• **Task details**:
Render every line of the data below as a JSON list of strings, with one string for each line and any blank lines omitted.

• **Material for this task**:
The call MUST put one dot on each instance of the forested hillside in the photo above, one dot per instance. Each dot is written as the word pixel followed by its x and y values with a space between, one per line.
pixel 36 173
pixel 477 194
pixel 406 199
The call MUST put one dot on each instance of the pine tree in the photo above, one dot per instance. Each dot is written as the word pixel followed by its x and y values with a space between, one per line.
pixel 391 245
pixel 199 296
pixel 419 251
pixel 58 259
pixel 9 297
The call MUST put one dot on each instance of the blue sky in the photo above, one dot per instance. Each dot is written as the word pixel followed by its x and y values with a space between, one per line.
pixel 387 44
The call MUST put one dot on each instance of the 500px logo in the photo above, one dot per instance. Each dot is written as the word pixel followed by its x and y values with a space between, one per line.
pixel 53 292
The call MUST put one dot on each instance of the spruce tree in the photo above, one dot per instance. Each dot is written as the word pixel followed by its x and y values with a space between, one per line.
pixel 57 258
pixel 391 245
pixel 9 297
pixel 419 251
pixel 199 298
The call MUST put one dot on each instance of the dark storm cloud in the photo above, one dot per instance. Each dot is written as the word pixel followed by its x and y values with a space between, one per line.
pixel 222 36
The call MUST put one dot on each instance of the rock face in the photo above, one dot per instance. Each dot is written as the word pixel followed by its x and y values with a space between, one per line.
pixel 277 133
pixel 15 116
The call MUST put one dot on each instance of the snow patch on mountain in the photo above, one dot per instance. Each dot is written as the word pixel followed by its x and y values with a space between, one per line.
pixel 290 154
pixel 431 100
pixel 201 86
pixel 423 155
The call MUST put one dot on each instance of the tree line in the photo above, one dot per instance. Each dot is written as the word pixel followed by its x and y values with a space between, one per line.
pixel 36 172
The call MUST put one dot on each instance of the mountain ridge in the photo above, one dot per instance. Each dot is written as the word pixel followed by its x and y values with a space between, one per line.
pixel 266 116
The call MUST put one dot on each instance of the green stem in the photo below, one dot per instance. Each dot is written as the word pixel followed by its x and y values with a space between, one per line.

• **Written answer**:
[
  "The call MUST put one dot on each instance of the forested hillside in the photo above, one dot per instance. Each dot is written as the word pixel followed by its x and y values with a space between, one per line.",
  "pixel 36 173",
  "pixel 477 194",
  "pixel 406 199",
  "The call MUST put one dot on each instance of the pine tree in the photo above, one dot per instance. Each dot is written as the word pixel followed by its x and y values with a space between, one per line.",
  "pixel 391 245",
  "pixel 199 296",
  "pixel 419 251",
  "pixel 58 259",
  "pixel 9 297",
  "The call MUST put one dot on each instance of the blue sky in the photo above, one dot per instance. Each dot is written as the word pixel followed by its x and y values with a space between, one per line.",
  "pixel 387 44",
  "The call MUST put one dot on each instance of the 500px logo in the photo above, one dot per instance. Each dot is written as the word pixel followed by its x and y values with a space between, one per line.",
  "pixel 53 292",
  "The call MUST put one dot on each instance of the spruce tree in the photo above, one dot per instance. Each dot is written as the word pixel followed by its x and y values with a space between, one per line.",
  "pixel 57 258",
  "pixel 391 245",
  "pixel 9 297",
  "pixel 419 251",
  "pixel 199 298",
  "The call MUST put one dot on each instance of the dark storm cloud in the photo above, one dot per instance. Each dot is written as the word pixel followed by its x and y values with a space between, one per line.",
  "pixel 222 36",
  "The call MUST put one dot on each instance of the rock face in the photo above, one dot per instance. Each dot is written as the word pixel followed by its x and y values with a space between, one per line.",
  "pixel 277 133",
  "pixel 15 116",
  "The call MUST put one dot on each instance of the snow patch on mountain in the photo above, one dot per instance. Each dot is written as the word pixel followed by its x and y values with a space between, one per line.",
  "pixel 290 154",
  "pixel 431 100",
  "pixel 201 86",
  "pixel 423 155",
  "The call MUST put one dot on each instance of the tree line in the photo above, one dot per instance. Each dot is written as the word pixel followed by its x and y values with a space between, one per line.",
  "pixel 36 172",
  "The call MUST put one dot on each instance of the mountain ridge in the photo above, one dot per instance. Each dot is written as the word pixel followed by its x and y values with a space between, one per line.",
  "pixel 266 116",
  "The call MUST put one dot on each instance of the green stem in the photo below, one dot per instance. Each dot is written as the word pixel followed by its x and y values with a space between, one per line."
]